任务提示:
把下面所有行改写成编号列表，略去空行。
========
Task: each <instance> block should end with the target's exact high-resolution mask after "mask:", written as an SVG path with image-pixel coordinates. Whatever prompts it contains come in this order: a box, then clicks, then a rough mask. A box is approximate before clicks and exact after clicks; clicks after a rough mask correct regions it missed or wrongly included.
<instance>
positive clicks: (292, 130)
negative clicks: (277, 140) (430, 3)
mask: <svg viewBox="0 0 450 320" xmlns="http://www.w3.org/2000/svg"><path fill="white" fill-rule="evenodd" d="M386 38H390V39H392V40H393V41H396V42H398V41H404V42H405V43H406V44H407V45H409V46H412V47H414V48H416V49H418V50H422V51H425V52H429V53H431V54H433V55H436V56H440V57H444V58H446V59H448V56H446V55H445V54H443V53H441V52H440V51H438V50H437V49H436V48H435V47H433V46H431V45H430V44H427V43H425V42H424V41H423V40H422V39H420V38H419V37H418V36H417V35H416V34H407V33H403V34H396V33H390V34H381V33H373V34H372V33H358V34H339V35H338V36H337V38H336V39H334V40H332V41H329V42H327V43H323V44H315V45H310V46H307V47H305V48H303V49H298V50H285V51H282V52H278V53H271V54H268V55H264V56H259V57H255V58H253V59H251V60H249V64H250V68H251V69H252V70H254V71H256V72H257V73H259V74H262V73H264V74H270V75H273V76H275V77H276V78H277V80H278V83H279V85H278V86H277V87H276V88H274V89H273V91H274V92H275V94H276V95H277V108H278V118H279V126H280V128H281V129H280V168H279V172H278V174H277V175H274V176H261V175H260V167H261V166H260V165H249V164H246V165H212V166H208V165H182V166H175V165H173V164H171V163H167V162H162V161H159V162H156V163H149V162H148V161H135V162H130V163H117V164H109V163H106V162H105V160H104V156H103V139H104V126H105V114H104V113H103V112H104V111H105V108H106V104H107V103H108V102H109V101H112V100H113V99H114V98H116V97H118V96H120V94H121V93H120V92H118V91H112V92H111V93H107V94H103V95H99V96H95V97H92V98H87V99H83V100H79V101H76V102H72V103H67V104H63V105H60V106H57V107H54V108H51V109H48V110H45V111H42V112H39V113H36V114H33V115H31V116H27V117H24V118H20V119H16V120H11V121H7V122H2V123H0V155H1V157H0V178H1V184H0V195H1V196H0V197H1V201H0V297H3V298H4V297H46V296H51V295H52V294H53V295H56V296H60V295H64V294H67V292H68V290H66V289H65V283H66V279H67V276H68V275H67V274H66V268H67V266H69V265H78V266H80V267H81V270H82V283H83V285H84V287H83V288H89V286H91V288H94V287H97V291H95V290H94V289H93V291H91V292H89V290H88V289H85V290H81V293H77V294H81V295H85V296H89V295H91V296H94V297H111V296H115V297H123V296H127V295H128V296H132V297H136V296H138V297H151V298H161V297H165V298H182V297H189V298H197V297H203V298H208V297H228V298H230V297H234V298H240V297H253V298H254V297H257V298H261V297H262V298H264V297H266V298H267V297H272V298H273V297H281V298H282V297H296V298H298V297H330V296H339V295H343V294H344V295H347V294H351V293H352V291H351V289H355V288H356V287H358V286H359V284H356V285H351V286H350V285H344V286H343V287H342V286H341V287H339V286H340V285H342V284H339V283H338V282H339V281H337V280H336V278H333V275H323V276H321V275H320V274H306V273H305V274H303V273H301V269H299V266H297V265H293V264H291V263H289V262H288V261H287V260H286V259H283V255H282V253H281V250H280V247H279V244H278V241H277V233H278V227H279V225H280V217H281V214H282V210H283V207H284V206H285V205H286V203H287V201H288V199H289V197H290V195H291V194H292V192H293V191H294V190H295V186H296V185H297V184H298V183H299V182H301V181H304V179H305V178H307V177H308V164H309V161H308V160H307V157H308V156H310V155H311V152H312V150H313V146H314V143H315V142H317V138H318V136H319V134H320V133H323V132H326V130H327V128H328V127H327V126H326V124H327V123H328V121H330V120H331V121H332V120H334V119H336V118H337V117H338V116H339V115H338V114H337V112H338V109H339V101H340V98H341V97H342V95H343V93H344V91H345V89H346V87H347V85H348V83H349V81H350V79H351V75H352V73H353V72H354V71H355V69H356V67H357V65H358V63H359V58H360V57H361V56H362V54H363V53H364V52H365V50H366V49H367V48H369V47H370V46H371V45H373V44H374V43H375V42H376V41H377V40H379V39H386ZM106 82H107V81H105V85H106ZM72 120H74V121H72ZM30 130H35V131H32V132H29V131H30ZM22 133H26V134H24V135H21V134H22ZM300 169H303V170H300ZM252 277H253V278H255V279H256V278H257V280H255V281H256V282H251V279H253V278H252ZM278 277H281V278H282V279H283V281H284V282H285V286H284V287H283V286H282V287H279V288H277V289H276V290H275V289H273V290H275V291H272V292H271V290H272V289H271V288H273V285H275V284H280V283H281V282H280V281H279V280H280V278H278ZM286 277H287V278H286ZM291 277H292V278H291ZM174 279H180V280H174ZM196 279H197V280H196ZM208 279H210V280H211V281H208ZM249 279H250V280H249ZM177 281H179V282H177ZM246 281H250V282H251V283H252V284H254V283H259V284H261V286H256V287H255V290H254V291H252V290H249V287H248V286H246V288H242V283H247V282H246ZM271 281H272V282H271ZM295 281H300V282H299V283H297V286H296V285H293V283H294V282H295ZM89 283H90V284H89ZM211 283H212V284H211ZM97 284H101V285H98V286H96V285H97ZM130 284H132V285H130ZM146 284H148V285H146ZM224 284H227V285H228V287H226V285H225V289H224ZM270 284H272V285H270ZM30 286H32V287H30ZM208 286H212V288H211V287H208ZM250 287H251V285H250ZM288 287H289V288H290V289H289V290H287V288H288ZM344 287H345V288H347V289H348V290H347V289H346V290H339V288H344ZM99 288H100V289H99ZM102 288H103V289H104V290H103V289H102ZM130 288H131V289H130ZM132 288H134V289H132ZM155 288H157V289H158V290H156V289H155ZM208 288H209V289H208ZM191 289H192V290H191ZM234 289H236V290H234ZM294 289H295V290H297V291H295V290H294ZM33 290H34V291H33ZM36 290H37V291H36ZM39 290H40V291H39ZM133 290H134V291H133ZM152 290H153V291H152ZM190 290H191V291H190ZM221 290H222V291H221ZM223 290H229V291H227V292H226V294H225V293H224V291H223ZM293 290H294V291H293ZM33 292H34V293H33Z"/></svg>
========
书面回答:
1. Task: each <instance> block should end with the target's exact high-resolution mask after "mask:", written as an SVG path with image-pixel coordinates. Whatever prompts it contains come in this order: a box, then clicks, then a rough mask. A box is approximate before clicks and exact after clicks; clicks after a rough mask correct regions it missed or wrongly included.
2. <instance>
3. positive clicks: (292, 130)
4. negative clicks: (277, 140) (430, 3)
5. mask: <svg viewBox="0 0 450 320" xmlns="http://www.w3.org/2000/svg"><path fill="white" fill-rule="evenodd" d="M386 38H390V39H392V40H393V41H396V42H398V41H404V42H405V43H406V44H407V45H409V46H412V47H414V48H416V49H418V50H422V51H425V52H429V53H431V54H433V55H436V56H440V57H444V58H446V59H448V56H446V55H445V54H443V53H441V52H440V51H438V50H437V49H436V48H435V47H433V46H431V45H430V44H427V43H425V42H424V41H423V40H422V39H420V38H419V37H418V36H417V35H416V34H407V33H403V34H396V33H390V34H381V33H373V34H372V33H358V34H339V35H338V36H337V38H336V39H334V40H332V41H329V42H327V43H323V44H315V45H310V46H307V47H305V48H303V49H298V50H285V51H282V52H278V53H271V54H268V55H264V56H259V57H255V58H253V59H251V60H249V64H250V68H251V69H252V70H254V71H256V72H257V73H259V74H262V73H264V74H270V75H273V76H275V77H276V78H277V80H278V83H279V85H278V86H277V87H276V88H274V89H273V91H274V92H275V94H276V95H277V108H278V118H279V126H280V128H281V129H280V168H279V172H278V174H277V175H274V176H261V175H260V167H261V166H260V165H249V164H246V165H212V166H208V165H182V166H175V165H173V164H171V163H167V162H162V161H159V162H156V163H149V162H148V161H135V162H130V163H117V164H109V163H106V162H105V160H104V156H103V139H104V126H105V114H104V113H103V112H104V111H105V108H106V104H107V103H108V102H109V101H112V100H113V99H114V98H116V97H118V96H120V94H121V93H120V92H118V91H112V92H111V93H107V94H103V95H99V96H95V97H92V98H87V99H83V100H79V101H76V102H72V103H67V104H63V105H60V106H57V107H54V108H51V109H48V110H45V111H42V112H39V113H36V114H33V115H31V116H27V117H24V118H20V119H16V120H11V121H7V122H2V123H0V155H1V157H0V178H1V184H0V195H1V196H0V197H1V201H0V297H3V298H4V297H46V296H51V295H52V294H53V295H56V296H60V295H64V294H67V292H68V290H66V289H65V283H66V279H67V276H68V275H67V274H66V268H67V266H69V265H78V266H80V267H81V270H82V283H83V285H84V287H83V288H89V286H91V288H94V287H97V291H95V290H94V289H93V291H91V292H89V290H88V289H85V290H81V293H77V294H81V295H85V296H89V295H91V296H94V297H111V296H115V297H123V296H127V295H128V296H132V297H136V296H138V297H151V298H161V297H165V298H182V297H189V298H197V297H203V298H208V297H228V298H230V297H234V298H240V297H253V298H254V297H257V298H261V297H262V298H264V297H266V298H267V297H272V298H273V297H281V298H282V297H296V298H298V297H330V296H339V295H343V294H344V295H347V294H351V293H352V291H351V289H355V288H356V287H358V286H359V284H356V285H351V286H350V285H344V286H343V287H342V286H341V287H339V286H340V285H342V284H339V283H338V282H339V281H337V280H336V278H333V275H323V276H321V275H320V274H306V273H305V274H303V273H301V269H299V266H297V265H293V264H291V263H289V262H288V261H287V260H286V259H283V255H282V253H281V250H280V247H279V244H278V241H277V233H278V227H279V225H280V217H281V214H282V210H283V207H284V206H285V205H286V203H287V201H288V199H289V197H290V195H291V194H292V192H293V191H294V190H295V186H296V185H297V184H298V183H299V182H301V181H304V179H305V178H307V177H308V164H309V161H308V160H307V157H308V156H310V155H311V152H312V150H313V146H314V143H315V142H317V138H318V136H319V134H320V133H323V132H326V130H327V128H328V127H327V126H326V124H327V123H328V121H330V120H331V121H332V120H334V119H336V118H337V117H338V116H339V115H338V114H337V112H338V109H339V101H340V98H341V97H342V95H343V93H344V91H345V89H346V87H347V85H348V83H349V81H350V79H351V75H352V73H353V72H354V71H355V69H356V67H357V65H358V63H359V58H360V57H361V56H362V54H363V53H364V52H365V50H366V49H367V48H369V47H370V46H371V45H373V44H374V43H375V42H376V41H377V40H379V39H386ZM106 82H107V81H105V85H106ZM72 120H74V121H72ZM30 130H35V131H32V132H29V131H30ZM22 133H26V134H24V135H21V134H22ZM300 169H303V170H300ZM252 277H253V278H255V279H256V278H257V280H255V281H256V282H251V279H253V278H252ZM278 277H281V278H282V279H283V281H284V282H285V286H284V287H283V286H282V287H279V288H277V289H276V290H275V289H273V290H275V291H272V292H271V290H272V289H271V288H273V285H275V284H280V283H281V282H280V281H279V280H280V278H278ZM286 277H287V278H286ZM291 277H292V278H291ZM174 279H180V280H174ZM196 279H197V280H196ZM208 279H210V280H211V281H208ZM249 279H250V280H249ZM177 281H179V282H177ZM246 281H250V282H251V283H252V284H254V283H259V284H261V286H256V287H255V290H254V291H252V290H249V287H248V286H246V288H242V283H247V282H246ZM271 281H272V282H271ZM295 281H300V282H299V283H297V286H296V285H293V283H294V282H295ZM89 283H90V284H89ZM211 283H212V284H211ZM97 284H101V285H98V286H96V285H97ZM130 284H132V285H130ZM146 284H148V285H146ZM224 284H227V285H228V287H226V285H225V289H224ZM270 284H272V285H270ZM30 286H32V287H30ZM208 286H212V288H211V287H208ZM250 287H251V285H250ZM288 287H289V288H290V289H289V290H287V288H288ZM344 287H345V288H347V289H348V290H347V289H346V290H339V288H344ZM99 288H100V289H99ZM102 288H103V289H104V290H103V289H102ZM130 288H131V289H130ZM132 288H134V289H132ZM155 288H157V289H158V290H156V289H155ZM208 288H209V289H208ZM191 289H192V290H191ZM234 289H236V290H234ZM294 289H295V290H297V291H295V290H294ZM33 290H34V291H33ZM36 290H37V291H36ZM39 290H40V291H39ZM133 290H134V291H133ZM152 290H153V291H152ZM190 290H191V291H190ZM221 290H222V291H221ZM223 290H229V291H227V292H226V294H225V293H224V291H223ZM293 290H294V291H293ZM33 292H34V293H33Z"/></svg>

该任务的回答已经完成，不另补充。